Coordinate labeling data
####

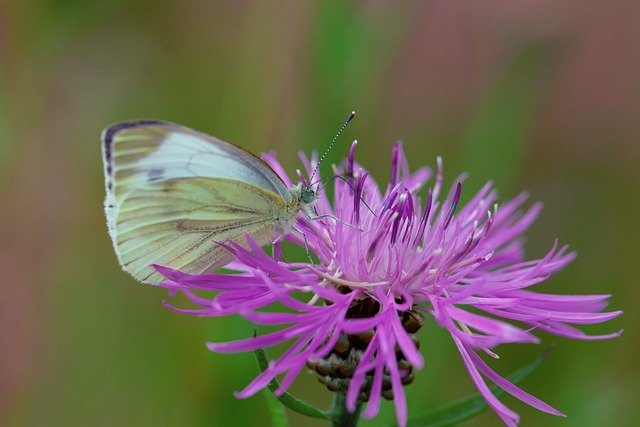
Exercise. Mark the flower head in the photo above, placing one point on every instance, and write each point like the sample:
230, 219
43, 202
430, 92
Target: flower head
386, 261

####

== THE REQUEST ==
Format every line of the entries above as a JSON list of strings, one string per line, leaving out blank lines and the pictures.

== THE COMPLETED TASK ==
[
  "Exercise. Mark the flower head in the photo above, placing one point on every instance, and write each point like the sample:",
  "230, 219",
  "43, 202",
  "430, 92",
  "Target: flower head",
  "386, 261"
]